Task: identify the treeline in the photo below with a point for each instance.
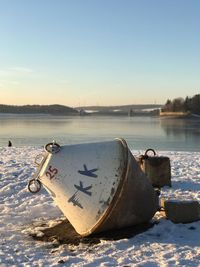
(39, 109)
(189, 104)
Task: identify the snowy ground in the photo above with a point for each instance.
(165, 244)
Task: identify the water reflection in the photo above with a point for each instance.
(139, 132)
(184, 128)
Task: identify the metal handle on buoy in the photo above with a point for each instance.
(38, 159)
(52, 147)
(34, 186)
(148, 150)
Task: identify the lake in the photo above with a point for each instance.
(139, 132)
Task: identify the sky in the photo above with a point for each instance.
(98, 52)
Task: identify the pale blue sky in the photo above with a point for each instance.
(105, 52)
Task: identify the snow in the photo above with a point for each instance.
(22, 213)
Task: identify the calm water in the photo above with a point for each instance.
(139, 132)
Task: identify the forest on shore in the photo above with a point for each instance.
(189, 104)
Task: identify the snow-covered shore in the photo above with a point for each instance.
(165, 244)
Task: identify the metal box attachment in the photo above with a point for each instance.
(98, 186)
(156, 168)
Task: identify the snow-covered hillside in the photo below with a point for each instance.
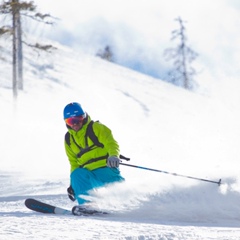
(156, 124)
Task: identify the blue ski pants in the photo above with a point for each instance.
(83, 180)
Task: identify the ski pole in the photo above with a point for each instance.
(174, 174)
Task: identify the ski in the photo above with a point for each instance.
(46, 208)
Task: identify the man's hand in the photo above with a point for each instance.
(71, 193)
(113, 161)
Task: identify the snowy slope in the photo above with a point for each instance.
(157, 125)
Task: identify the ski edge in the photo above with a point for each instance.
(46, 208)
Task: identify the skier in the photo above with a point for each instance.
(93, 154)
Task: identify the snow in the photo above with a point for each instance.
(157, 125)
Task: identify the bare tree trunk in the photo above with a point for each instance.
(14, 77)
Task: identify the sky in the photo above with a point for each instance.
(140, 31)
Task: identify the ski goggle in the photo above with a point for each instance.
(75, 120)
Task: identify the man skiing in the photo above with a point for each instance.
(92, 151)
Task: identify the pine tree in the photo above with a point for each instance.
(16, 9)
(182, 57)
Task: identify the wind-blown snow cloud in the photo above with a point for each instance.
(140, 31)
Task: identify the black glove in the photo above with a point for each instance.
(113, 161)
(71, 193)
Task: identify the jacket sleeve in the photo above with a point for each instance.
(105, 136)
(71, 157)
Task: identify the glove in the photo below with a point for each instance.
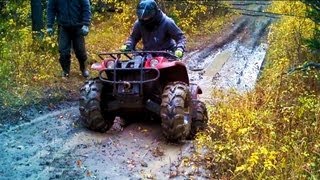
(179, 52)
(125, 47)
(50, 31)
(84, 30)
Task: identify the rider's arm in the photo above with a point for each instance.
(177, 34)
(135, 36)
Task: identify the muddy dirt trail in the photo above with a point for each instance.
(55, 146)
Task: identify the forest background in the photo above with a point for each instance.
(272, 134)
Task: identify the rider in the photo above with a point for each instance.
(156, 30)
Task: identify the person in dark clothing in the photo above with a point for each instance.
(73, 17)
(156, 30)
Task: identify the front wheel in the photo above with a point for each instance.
* * *
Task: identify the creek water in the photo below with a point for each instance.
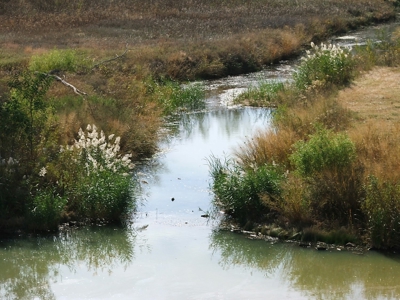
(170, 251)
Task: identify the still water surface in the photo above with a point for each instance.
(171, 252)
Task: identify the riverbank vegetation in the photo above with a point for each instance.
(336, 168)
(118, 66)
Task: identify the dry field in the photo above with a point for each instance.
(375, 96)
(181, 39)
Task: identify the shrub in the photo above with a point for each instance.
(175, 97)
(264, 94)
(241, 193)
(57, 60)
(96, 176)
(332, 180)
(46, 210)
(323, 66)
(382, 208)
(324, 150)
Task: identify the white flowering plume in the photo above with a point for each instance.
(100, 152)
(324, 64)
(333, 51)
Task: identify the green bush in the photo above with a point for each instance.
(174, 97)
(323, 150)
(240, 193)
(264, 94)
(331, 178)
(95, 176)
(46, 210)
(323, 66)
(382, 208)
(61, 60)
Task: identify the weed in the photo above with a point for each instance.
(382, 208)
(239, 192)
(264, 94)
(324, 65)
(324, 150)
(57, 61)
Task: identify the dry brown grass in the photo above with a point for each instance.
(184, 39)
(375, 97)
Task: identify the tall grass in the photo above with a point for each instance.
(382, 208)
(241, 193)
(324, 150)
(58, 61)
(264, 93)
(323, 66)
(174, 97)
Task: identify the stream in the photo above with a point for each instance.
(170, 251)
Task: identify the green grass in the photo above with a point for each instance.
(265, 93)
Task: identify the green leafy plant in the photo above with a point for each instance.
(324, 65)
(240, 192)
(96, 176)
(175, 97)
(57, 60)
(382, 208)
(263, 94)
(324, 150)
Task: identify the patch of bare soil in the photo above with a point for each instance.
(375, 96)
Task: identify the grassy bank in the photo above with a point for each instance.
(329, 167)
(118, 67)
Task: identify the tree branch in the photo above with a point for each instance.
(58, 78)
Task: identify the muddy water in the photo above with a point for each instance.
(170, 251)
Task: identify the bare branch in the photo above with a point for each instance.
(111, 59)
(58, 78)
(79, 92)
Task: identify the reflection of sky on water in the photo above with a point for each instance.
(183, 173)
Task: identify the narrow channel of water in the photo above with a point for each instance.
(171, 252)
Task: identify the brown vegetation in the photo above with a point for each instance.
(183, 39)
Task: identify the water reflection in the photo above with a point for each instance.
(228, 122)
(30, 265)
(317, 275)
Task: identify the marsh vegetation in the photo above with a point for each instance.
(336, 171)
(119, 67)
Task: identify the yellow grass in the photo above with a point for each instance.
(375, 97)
---
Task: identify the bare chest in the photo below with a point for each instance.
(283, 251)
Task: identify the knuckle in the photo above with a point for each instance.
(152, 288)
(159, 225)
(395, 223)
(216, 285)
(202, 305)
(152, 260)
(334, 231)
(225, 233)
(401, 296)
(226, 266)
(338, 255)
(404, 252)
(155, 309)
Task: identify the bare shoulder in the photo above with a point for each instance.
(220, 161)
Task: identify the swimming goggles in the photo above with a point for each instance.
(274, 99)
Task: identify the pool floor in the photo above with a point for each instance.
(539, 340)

Aim of the task:
Using the listing above, repeat word for word each line from the one with "Task: identify the glove" down to the one with "Task: identify the front", both included. Omit all pictures.

Task solution:
Task: identify the glove in the photo below with a point for each instance.
(179, 52)
(125, 47)
(50, 31)
(84, 30)
Task: identify the rider's arm in the photo above with a point for each instance.
(177, 34)
(135, 36)
Task: identify the muddy dirt trail in the photo above with a point for each instance.
(55, 146)
Task: identify the forest background in the photo above with a point for each instance.
(272, 134)
Task: identify the rider in the photo above with a point for each instance.
(156, 30)
Task: identify the person in dark clothing in the photo above with a point for each instance.
(73, 17)
(156, 30)
Task: identify the front wheel in the photo above with a point for each instance.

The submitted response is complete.